### Aim:
Give back all the data exactly, line by line.

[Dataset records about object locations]

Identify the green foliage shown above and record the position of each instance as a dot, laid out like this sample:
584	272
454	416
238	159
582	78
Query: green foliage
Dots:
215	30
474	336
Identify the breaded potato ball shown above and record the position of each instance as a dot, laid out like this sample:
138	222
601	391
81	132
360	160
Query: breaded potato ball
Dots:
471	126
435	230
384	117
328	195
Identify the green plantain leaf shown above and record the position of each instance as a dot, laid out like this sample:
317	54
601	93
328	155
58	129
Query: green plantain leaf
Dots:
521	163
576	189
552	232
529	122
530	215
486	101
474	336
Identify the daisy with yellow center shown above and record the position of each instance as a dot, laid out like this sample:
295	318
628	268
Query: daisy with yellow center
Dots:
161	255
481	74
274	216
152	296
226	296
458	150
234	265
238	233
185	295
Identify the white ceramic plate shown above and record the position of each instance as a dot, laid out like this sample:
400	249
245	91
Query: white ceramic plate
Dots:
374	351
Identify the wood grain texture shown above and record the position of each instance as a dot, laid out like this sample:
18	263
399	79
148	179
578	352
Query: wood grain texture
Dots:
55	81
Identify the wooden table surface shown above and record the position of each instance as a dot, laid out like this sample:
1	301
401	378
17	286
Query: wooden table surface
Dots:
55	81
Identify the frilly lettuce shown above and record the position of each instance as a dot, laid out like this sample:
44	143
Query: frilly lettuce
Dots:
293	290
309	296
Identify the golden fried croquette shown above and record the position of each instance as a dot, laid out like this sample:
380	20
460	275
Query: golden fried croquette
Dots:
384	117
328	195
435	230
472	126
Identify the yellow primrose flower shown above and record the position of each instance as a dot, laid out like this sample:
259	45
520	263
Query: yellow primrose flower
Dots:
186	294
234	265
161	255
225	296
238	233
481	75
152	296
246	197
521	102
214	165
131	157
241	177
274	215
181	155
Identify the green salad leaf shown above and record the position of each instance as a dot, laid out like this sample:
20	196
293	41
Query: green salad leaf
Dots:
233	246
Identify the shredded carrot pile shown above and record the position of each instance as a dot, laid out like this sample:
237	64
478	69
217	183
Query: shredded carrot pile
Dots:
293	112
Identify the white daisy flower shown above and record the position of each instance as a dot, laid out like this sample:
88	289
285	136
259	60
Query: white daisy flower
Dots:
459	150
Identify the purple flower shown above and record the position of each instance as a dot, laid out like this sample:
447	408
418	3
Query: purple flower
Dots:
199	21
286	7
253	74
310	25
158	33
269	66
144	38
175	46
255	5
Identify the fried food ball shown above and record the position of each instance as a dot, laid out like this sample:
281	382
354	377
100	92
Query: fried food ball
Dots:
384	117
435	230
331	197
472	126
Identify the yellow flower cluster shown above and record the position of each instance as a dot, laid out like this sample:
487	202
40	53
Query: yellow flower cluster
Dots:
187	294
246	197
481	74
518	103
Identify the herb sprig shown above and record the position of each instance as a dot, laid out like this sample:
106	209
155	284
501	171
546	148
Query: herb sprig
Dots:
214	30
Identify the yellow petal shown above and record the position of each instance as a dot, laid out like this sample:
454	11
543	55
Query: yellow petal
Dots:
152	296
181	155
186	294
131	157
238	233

### Result of the task:
Identify the green foliage shown above and record the position of each instance as a dot, laid out like this sample:
584	272
454	416
238	159
582	78
Query: green foliage
Dots:
215	30
474	336
Identify the breaded potato ball shown above and record the position of each instance as a dot, laid out like this sample:
138	222
601	391
81	132
360	160
Query: breaded potato ball
Dots:
471	126
435	230
384	117
328	195
Identify the green plantain leaf shown above and record the position of each instance as a dot, laid out like this sample:
317	54
601	93
328	155
58	129
Query: green plantain leaf
Dots:
521	163
576	189
552	232
529	122
530	215
486	101
474	336
Identify the daisy with yellow center shown above and record the position of each instance as a dot, laid out like this sample:
295	318
628	268
Query: daisy with yellow center
Dots:
161	255
481	74
274	216
152	296
226	296
458	150
234	265
238	233
185	295
Identify the white ceramic plate shown above and record the position of each instance as a dot, laid out like this sample:
400	249
245	91
Query: white ceramic plate
Dots:
374	351
Identify the wood grain texture shown above and record the position of each instance as a dot, laid out like this sample:
18	263
399	79
148	179
578	352
Query: wood grain texture
Dots:
55	81
Identify the wooden table surface shown above and record the position of each instance as a dot, laid out like this sample:
1	301
401	378
17	286
Query: wooden table surface
Dots:
55	81
Identify the frilly lettuce shown above and record the position of each instance as a dot, laid out like this sample:
44	143
Query: frilly lettuce
Dots:
293	290
309	296
Identify the golden fried croquette shown above and record the position of each instance as a dot, laid out like this sample:
380	20
460	275
Query: golden fried croquette
Dots:
384	117
328	195
435	230
472	126
Identify the yellow primrose flower shown above and record the position of each instance as a dot, laid out like this sample:
259	45
520	263
Query: yellow primrose flower
Dots:
186	294
234	265
161	255
225	296
238	233
481	75
152	296
246	197
521	102
214	165
131	157
241	177
274	215
181	155
Identify the green salad leaf shown above and record the position of each instance as a dot, laid out like this sample:
20	196
293	41
Query: green salad leaf
Dots:
233	246
Identify the shredded carrot pile shown above and record the position of each instance as a dot, laid out like this sample:
237	64
478	69
217	183
Query: shredded carrot pile
Dots:
293	112
Identify the white daisy flower shown above and record the position of each instance as a dot, laid out like this sample:
88	289
285	136
259	60
Query: white daisy flower
Dots:
459	150
Identify the purple flower shown above and record the position of each instance as a dot, laid out like this sample:
447	408
418	3
Query: purple flower
Dots:
199	21
286	7
253	74
310	25
158	33
269	66
144	38
175	46
255	5
Identify the fried food ball shown above and record the position of each instance as a dot, laid out like this sample:
281	382
354	377
100	92
Query: fried food ball
Dots:
384	117
435	230
331	197
472	126
Identify the yellow flower cluster shown above and record the position of each instance as a dot, laid out like this sample:
487	202
40	53
Query: yellow flower cluster
Dots:
187	294
246	197
481	74
518	103
Identify the herb sprig shown above and record the position of each instance as a dot, laid out like this sample:
106	209
155	284
501	171
546	148
Query: herb sprig
Dots:
214	30
Identify the yellow petal shown above and record the position of each instance as a dot, laid out like this sample:
454	11
543	55
Query: yellow petal
Dots:
152	296
181	155
186	294
131	157
238	233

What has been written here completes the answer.